- **Exercise description**: Gather every line in the entries below that contains the word "green".

++++ Provided material ++++

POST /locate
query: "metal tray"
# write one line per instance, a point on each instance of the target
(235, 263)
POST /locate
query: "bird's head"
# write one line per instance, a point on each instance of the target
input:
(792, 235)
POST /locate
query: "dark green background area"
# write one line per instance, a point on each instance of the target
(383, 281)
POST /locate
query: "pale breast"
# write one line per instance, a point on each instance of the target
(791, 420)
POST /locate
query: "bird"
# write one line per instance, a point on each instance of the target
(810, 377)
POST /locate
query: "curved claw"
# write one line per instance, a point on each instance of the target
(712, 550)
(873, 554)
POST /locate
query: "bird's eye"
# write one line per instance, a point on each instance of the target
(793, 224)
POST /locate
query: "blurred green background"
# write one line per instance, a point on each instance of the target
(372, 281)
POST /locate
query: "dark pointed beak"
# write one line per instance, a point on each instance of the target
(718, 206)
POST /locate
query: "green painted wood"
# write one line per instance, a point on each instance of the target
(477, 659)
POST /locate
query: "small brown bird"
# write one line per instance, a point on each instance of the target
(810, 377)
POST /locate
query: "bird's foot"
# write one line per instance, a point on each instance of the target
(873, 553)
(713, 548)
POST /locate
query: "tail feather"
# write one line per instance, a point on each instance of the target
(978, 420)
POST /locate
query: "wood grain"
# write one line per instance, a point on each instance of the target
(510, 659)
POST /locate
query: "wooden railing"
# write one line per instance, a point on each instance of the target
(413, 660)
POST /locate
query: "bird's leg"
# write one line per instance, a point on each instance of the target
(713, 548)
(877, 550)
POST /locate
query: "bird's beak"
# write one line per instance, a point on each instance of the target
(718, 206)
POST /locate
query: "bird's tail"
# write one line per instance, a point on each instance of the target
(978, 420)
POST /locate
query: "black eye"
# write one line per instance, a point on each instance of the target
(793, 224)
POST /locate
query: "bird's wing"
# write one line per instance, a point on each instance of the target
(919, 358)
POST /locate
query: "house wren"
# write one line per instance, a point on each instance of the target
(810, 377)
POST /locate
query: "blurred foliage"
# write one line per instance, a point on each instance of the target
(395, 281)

++++

- **Exercise response**:
query: "dark green background area"
query: "blurred green background"
query: "green painted wood"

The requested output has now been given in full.